--- TO DO ---
Would you set down each line of the data below exactly?

EXCERPTED RECORDS: Begin

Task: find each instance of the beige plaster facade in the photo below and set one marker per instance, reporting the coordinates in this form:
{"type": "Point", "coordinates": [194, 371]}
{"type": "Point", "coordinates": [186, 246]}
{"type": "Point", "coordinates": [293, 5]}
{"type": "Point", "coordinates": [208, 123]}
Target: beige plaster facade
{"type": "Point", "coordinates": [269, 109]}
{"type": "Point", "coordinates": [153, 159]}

EXCERPTED RECORDS: End

--- EXERCISE RESPONSE ---
Task: find each instance of the beige plaster facade in the photo below and set one marker per instance, reporting the coordinates in this form:
{"type": "Point", "coordinates": [194, 371]}
{"type": "Point", "coordinates": [186, 246]}
{"type": "Point", "coordinates": [293, 5]}
{"type": "Point", "coordinates": [208, 123]}
Target: beige plaster facade
{"type": "Point", "coordinates": [269, 109]}
{"type": "Point", "coordinates": [153, 159]}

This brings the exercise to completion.